-- Your instructions --
Reproduce the records without their pictures, keeping every word as it is.

Region pointing data:

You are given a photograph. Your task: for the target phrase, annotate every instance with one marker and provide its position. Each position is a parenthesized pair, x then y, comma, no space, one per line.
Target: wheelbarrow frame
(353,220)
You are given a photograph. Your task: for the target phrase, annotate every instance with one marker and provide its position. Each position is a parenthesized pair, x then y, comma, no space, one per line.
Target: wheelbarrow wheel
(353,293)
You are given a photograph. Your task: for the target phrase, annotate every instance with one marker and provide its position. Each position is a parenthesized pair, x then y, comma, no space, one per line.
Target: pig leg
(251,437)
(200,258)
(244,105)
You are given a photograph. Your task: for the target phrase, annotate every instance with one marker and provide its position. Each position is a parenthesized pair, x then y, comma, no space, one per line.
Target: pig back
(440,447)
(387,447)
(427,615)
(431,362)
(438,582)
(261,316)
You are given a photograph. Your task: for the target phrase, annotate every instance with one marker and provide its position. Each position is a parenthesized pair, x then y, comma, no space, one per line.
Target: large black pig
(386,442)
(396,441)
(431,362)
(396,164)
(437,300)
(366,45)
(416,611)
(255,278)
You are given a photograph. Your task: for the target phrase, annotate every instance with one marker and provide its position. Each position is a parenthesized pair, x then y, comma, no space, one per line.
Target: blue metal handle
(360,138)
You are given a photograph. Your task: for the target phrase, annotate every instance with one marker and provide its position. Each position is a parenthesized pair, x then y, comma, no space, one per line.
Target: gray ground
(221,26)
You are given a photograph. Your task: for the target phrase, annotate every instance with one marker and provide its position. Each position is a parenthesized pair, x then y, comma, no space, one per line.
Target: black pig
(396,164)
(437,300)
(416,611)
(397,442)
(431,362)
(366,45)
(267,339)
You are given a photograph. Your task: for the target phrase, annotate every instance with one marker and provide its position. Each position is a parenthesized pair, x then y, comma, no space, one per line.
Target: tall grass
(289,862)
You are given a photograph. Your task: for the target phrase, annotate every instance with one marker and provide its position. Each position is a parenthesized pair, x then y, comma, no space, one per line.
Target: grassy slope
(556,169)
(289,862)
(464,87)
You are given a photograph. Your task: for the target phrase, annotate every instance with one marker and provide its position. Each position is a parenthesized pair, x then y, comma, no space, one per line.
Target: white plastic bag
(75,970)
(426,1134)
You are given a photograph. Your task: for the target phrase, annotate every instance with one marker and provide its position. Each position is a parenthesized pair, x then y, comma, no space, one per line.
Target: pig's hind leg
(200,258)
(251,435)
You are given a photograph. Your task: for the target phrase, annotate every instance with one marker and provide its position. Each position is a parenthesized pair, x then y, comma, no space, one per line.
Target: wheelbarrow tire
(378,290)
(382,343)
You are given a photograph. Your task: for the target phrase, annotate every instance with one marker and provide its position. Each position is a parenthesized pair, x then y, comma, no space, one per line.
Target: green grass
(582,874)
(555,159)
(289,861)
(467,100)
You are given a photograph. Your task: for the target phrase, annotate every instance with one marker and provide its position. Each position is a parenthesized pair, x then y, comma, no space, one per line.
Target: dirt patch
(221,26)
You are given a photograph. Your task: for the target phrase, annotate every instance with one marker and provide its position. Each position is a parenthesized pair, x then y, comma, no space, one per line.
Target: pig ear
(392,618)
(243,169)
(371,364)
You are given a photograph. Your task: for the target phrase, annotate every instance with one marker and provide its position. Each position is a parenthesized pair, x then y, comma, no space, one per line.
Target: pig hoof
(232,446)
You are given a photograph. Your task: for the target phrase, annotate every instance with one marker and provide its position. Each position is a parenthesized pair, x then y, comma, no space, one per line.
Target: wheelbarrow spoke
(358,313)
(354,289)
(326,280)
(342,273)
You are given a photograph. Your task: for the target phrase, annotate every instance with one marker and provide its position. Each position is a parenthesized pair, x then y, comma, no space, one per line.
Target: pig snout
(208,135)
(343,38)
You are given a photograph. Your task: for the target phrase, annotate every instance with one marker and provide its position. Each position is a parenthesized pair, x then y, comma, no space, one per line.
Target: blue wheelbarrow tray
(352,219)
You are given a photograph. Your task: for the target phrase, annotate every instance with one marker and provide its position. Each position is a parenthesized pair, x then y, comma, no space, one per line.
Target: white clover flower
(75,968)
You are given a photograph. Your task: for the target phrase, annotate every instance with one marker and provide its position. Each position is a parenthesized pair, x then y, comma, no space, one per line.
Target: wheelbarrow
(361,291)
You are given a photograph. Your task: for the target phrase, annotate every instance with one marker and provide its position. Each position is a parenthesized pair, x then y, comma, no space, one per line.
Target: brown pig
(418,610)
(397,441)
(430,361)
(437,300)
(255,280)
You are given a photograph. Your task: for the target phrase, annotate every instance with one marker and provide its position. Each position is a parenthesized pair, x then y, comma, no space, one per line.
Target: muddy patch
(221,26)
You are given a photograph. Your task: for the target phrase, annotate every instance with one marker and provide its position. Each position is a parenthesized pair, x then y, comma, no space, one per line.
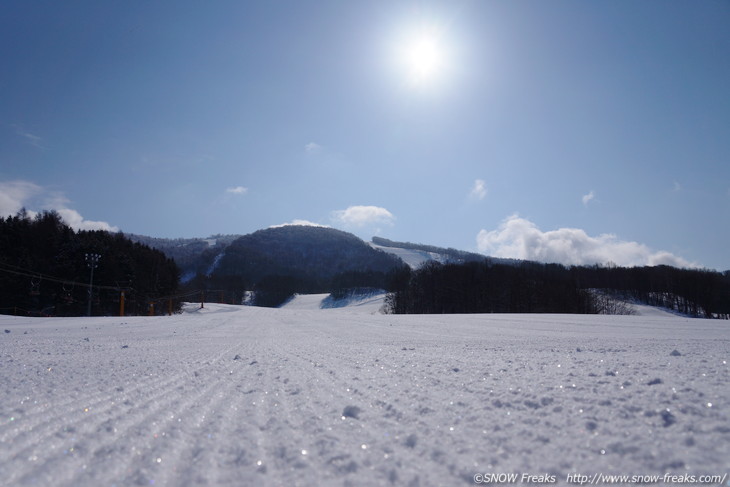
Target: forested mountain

-- Task result --
You are given a photograph. Your task: for the target phrase, annotate every instance with one marker and provide its position. Each position is a parenthesized pair, x then y, comma, no space, one per line.
Target: wheelbarrow frame
(353,220)
You are given a photograph. Your task: for the target phrase, annotate every instance with one marker and provide its position. Each position is a parenthesized pair, x then y, comma, no space, one per line.
Target: wheelbarrow wheel
(353,293)
You are given a photograph. Your task: for the target phrase, annotate every instance with one marker and provide its position. Each position is a parenthesized pair, x then y, comma, no space, one per line.
Target: pig leg
(251,437)
(200,258)
(244,105)
You are given a photograph. Your task: for the target phrase, annotate every instance with one marker and provide its position. Each position is a parenthesized pair, x then y, comma, no space, one per line.
Target: pig back
(440,447)
(387,447)
(427,615)
(431,362)
(438,582)
(261,316)
You are given a photograph. Your task: for the target phrase, annotate every instance with one marker and provide its position. Each position is a parenthesized pair, x then y, comma, no space, one per line.
Target: large black pig
(386,442)
(396,441)
(431,362)
(396,164)
(437,300)
(366,45)
(416,611)
(255,278)
You are given a photograph. Your task: for the target phrase, annotate every instance with one marker and provide its position. Each position is a parenthesized pair, x then y, comma, no space, one per line.
Target: blue metal handle
(360,138)
You are given a photograph. Your task: for the target phrase, annotate every instance with one marker and provide its position. Each position is a parenthesized pair, x then y, comma, no space, one per line.
Target: gray ground
(221,26)
You are given a photograph. Your task: for the target phrase, annotate every instance with one marker and provide its position. Each position is a parenthesized pair, x then y, comma, no space, one per line.
Target: black pig
(396,164)
(437,300)
(416,611)
(397,442)
(431,362)
(366,45)
(267,339)
You are given a photograph. Your task: for the target phrase, annotate every instance with one marker and provide its position. Each position is a parenthesized pair, x then y, comma, no space, one per line.
Target: tall grass
(289,862)
You are given a photograph. Your task: for the target phrase, annotate every instance with one marker and provide its position. Each position is a parenthesized pair, x then y, comma, no space, one per line.
Target: grassy slope
(556,169)
(289,862)
(464,87)
You are given a photograph. Your task: for the target phrase, annotate every instance with one marker and provide its position. Each position is a parenthesized pair, x then y, comma, no space, one per line.
Target: white plastic bag
(75,970)
(426,1134)
You are given a photograph. Your task: for the target phrase, annotate every instance with one marker and provide its position. Each position is a parenthesized pair, x then y, comma, no space, one per line.
Target: pig's hind leg
(200,258)
(251,435)
You are given a photograph. Your task: for the target phrase, annotate every instance with one marker and provide its position. Each position is a parenthesized pair, x then y, comma, no space, one per line.
Target: wheelbarrow tire
(378,290)
(382,343)
You are given a photograph. Your task: for the target phrase, annotate every instance with one marker and provide its position. Each position is a parenthesized pair, x then y, comma, no space, one per line.
Target: green grass
(582,874)
(555,159)
(289,861)
(467,100)
You are given a photograph. Your task: for the target phrase, annotate every instance with one marker and provide its position. Each position is a parenthesized pair, x then y, comma, no space, one per line.
Target: dirt patch
(221,26)
You are given a photograph. Your task: for the target phrase, annotate every instance with one marker and provide its position. Each position is a parenthesized pair, x then y, comma, no space, one per line.
Target: pig ear
(392,618)
(243,169)
(371,364)
You are given a photograph. Your task: for the target phrase, annotate every instance with one marker and provide its position. Each position is a parenthesized pair, x then y, comma, no space, one per line.
Target: pig hoof
(232,446)
You are given a photograph. Your task: for the target phrase, annotate every instance with one marker and provide its position. Each position is a parenthesized pair, x then y, comma, no space, one per line.
Target: wheelbarrow spoke
(358,313)
(354,289)
(326,280)
(342,273)
You are given a photograph. Your task: for the target phrase, annotate every instance with one marker and provide its position. Each position is a parenthesized pair, x then y, comma, no space, one per line.
Target: pig snout
(208,135)
(343,38)
You are given a photograph. Your task: for the target phrase, annotate every instance with one marker and provide its position. Each position is a parenthesized pair, x then y, comma, no space, one per line.
Target: blue wheelbarrow tray
(352,219)
You are given a photograph. Your task: for the target phrase, annotate every instance with one marker and provide its position. Each position is a parenthesized pair, x then y, comma, no space, one per line.
Target: white clover flower
(75,968)
You are given a photograph. Your task: for the target phrase, annotate every instance with one marker and provide its position. Each position is a parenthesized pair, x then y, comma, no space, one per line.
Target: wheelbarrow
(361,291)
You are given a photograph. Your task: for the target phrase, annotate every instance with one marker and provide its position. Each position is a parenthesized pair, x then y, comma, no space, one per line.
Target: brown pig
(418,610)
(397,441)
(430,361)
(437,300)
(255,280)
You are given a photograph. Your task: for the target phrase, annotate every instance with one marker and provide its position. Each position is a parenthesized pair, x then y, comma, no space, one per line.
Target: muddy patch
(221,26)
You are given a photograph. Your task: for the target phrase, annotate every instance with one marker and provide its position. Each position is a parenthesized pair, x then y, comma, no space, one per line.
Target: forested mountain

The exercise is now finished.